Your instructions: Rename "instance" to "occurrence" in the data below, from the line with "Objective - one point per instance of the calm" through the end of the data. Give back only those lines, with nothing else changed.

Data supplied:
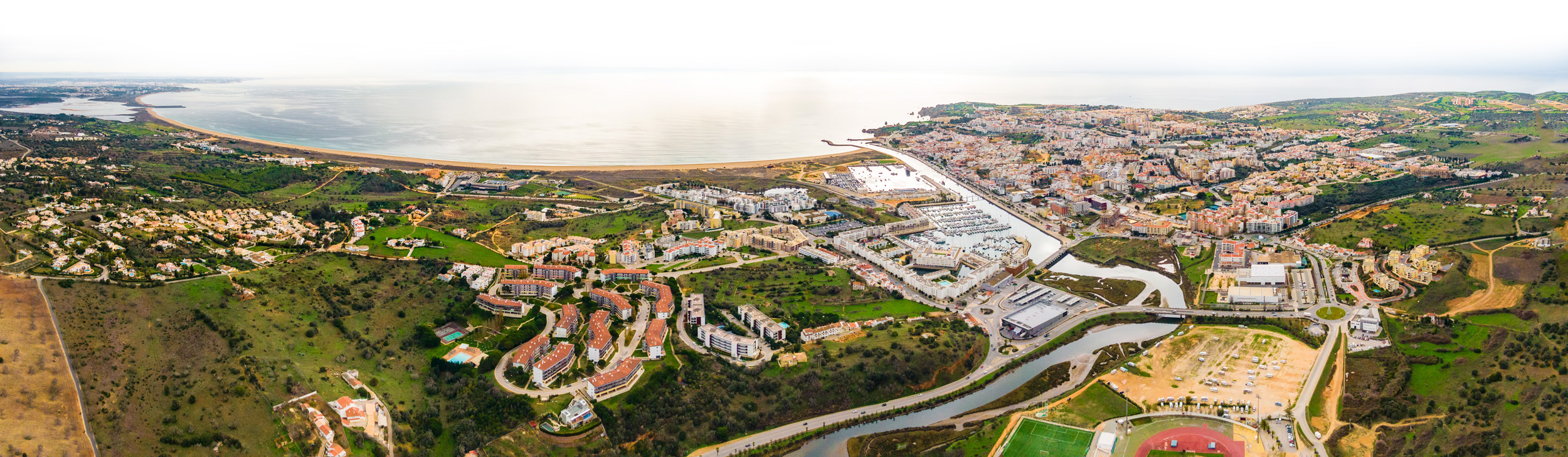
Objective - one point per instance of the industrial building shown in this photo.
(1032, 322)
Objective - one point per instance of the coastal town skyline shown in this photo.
(1139, 38)
(813, 229)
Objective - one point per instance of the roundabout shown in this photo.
(1330, 313)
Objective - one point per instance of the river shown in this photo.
(1042, 244)
(836, 443)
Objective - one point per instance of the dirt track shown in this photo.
(1180, 357)
(41, 411)
(1496, 293)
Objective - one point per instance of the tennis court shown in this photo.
(1037, 439)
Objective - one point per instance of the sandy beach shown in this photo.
(334, 154)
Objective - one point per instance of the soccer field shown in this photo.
(1036, 439)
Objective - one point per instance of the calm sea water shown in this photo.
(679, 118)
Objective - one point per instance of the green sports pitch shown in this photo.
(1036, 439)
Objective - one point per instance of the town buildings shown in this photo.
(613, 303)
(553, 364)
(502, 307)
(775, 238)
(697, 313)
(654, 339)
(700, 248)
(729, 343)
(601, 343)
(557, 271)
(529, 288)
(1413, 266)
(618, 275)
(566, 323)
(664, 298)
(617, 379)
(766, 326)
(531, 351)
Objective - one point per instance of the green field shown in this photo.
(797, 285)
(1418, 223)
(1501, 320)
(1115, 292)
(1158, 453)
(1498, 147)
(1092, 406)
(453, 248)
(1332, 313)
(1039, 439)
(1177, 206)
(193, 364)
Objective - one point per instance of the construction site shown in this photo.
(1228, 371)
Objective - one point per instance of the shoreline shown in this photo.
(413, 162)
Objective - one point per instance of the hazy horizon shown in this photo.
(303, 39)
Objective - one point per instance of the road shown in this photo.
(65, 354)
(506, 362)
(1388, 201)
(993, 362)
(1310, 387)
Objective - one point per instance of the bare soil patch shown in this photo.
(1493, 298)
(38, 398)
(1518, 265)
(1178, 357)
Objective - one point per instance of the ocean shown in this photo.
(682, 118)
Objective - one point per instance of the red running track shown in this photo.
(1195, 440)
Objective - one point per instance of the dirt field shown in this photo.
(1493, 297)
(1359, 443)
(1178, 357)
(38, 399)
(1337, 387)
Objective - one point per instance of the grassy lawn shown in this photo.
(1496, 147)
(613, 226)
(1147, 254)
(1043, 439)
(1177, 206)
(226, 362)
(1114, 292)
(1092, 406)
(1048, 379)
(455, 250)
(1501, 320)
(797, 285)
(1416, 223)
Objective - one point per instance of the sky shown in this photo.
(450, 38)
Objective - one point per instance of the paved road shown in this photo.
(65, 354)
(993, 362)
(501, 368)
(623, 351)
(1310, 387)
(1388, 201)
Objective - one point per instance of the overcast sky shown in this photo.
(430, 38)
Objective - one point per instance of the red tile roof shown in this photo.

Finished answer:
Objective - one point per occurrence of the calm sea water shown in this photo.
(679, 118)
Objective - one point per occurrence of the green sports pitch shown in this photo.
(1036, 439)
Objective - one point per occurrence of the town buildings shown in this photo.
(613, 303)
(553, 364)
(502, 307)
(775, 238)
(697, 313)
(654, 339)
(700, 248)
(729, 343)
(601, 343)
(557, 271)
(529, 288)
(1413, 266)
(618, 275)
(566, 323)
(664, 298)
(617, 379)
(766, 326)
(531, 351)
Objective - one point per occurrence of the green field shown in this photo.
(797, 285)
(1418, 223)
(1501, 320)
(1115, 292)
(1158, 453)
(1498, 147)
(1092, 406)
(453, 248)
(1332, 313)
(1039, 439)
(1177, 206)
(193, 364)
Objective - one point per occurrence of the construction site shown in this photo.
(1228, 371)
Objective - one point per occurrence of the shoreline shown in this photo.
(413, 162)
Objective - one point per occurrence of the hazy horizon shown in this photo.
(303, 39)
Objective - one point per occurrence of the road shown in this photo.
(65, 354)
(506, 362)
(1388, 201)
(993, 362)
(1310, 387)
Objective - one point per occurrence of the bare soil patch shown in this photo.
(1493, 298)
(38, 398)
(1518, 265)
(1178, 357)
Objective - one point per occurrence of the ocean shown in this photo.
(682, 118)
Objective - one point per occurrence of the red running track shown in this photo.
(1195, 440)
Objective - one point per occurrence of the dirt field shown in this photo.
(1493, 297)
(1359, 443)
(1178, 357)
(38, 399)
(1337, 387)
Objective - one point per occurrence of the grassy lawn shown in this photo.
(1496, 147)
(613, 226)
(1147, 254)
(1043, 439)
(1177, 206)
(226, 362)
(1114, 292)
(1092, 406)
(1048, 379)
(455, 250)
(1501, 320)
(797, 285)
(1416, 223)
Objective - one point per occurrence of the sky shown in this photo.
(450, 38)
Objective - one point per occurrence of the paved road shown in this photo.
(65, 354)
(993, 362)
(501, 368)
(623, 351)
(1310, 387)
(1388, 201)
Objective - one point per occurrence of the overcast sky shown in this photo.
(430, 38)
Objective - one point per occurrence of the red tile roof shown in this photo.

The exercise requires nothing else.